▶ _RECORD EXTRACTS_
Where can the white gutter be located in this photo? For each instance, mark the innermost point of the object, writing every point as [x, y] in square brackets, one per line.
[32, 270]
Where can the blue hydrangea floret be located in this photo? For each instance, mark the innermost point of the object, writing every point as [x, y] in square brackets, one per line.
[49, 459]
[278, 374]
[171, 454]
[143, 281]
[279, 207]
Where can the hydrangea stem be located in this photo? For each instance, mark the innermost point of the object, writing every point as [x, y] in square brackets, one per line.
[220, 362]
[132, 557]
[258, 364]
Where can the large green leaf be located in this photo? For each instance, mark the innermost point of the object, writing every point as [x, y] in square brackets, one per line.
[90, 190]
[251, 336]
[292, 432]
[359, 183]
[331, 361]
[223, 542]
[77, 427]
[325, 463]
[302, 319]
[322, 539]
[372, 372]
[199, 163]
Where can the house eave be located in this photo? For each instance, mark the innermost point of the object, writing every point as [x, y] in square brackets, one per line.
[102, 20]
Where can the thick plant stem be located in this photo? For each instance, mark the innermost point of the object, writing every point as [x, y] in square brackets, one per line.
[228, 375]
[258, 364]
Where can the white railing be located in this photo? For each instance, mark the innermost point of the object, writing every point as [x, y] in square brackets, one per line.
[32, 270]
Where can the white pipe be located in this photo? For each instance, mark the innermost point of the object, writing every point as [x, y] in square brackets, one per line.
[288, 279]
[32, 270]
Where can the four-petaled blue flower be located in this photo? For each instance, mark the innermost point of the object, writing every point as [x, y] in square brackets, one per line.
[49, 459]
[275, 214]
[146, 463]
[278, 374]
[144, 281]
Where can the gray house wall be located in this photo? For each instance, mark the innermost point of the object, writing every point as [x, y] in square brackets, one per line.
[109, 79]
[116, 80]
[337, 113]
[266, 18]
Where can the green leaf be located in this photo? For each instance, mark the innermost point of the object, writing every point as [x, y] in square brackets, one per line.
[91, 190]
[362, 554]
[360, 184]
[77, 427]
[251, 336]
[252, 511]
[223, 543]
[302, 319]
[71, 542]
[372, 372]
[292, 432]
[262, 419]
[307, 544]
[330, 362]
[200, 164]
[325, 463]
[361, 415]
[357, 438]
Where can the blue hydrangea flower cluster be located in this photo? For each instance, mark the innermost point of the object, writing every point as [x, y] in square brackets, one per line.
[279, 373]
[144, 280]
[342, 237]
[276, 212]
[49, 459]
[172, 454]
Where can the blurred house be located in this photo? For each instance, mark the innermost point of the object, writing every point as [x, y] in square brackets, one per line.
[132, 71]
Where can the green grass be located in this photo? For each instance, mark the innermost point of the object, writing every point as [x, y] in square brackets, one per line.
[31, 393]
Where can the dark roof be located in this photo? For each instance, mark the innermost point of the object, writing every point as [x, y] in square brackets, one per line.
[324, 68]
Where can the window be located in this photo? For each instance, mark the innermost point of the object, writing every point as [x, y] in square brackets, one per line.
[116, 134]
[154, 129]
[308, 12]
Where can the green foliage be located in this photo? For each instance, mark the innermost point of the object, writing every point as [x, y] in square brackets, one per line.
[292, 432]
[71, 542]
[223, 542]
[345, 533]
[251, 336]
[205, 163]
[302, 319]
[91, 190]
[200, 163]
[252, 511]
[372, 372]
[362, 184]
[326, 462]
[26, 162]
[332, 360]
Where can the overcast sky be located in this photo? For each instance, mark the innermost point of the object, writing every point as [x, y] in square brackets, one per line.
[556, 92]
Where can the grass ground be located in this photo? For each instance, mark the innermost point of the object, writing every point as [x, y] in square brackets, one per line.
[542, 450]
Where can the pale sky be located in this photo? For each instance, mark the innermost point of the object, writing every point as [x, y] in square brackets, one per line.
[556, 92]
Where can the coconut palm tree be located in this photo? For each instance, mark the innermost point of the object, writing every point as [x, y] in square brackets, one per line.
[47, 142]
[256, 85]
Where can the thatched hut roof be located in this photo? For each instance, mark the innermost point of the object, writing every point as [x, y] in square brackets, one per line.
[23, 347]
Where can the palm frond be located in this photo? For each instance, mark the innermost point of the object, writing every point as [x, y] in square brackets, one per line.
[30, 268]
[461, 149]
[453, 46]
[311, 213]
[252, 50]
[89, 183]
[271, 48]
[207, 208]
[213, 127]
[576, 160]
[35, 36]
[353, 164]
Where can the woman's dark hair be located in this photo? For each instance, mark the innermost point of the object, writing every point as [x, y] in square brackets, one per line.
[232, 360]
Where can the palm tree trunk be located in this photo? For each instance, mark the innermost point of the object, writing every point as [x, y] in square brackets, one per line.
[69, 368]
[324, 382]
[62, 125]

▶ _PROBLEM STATEMENT_
Rewrite the stretch from the line that contains "Where can the woman's" through the end of the items, requests included, offsetting every coordinate in the answers by adding 3 to it.

▶ _ANSWER BELOW_
Where can the woman's dark hair be located in this photo? For each instance, mark the innermost point of the object, writing every point as [x, y] in square brackets, one per line.
[235, 363]
Where can the palm tree trunk be located in this photo? For each instance, mark the innermost point of the object, writing every point as [x, y] in square brackets, one per line.
[72, 371]
[327, 385]
[65, 128]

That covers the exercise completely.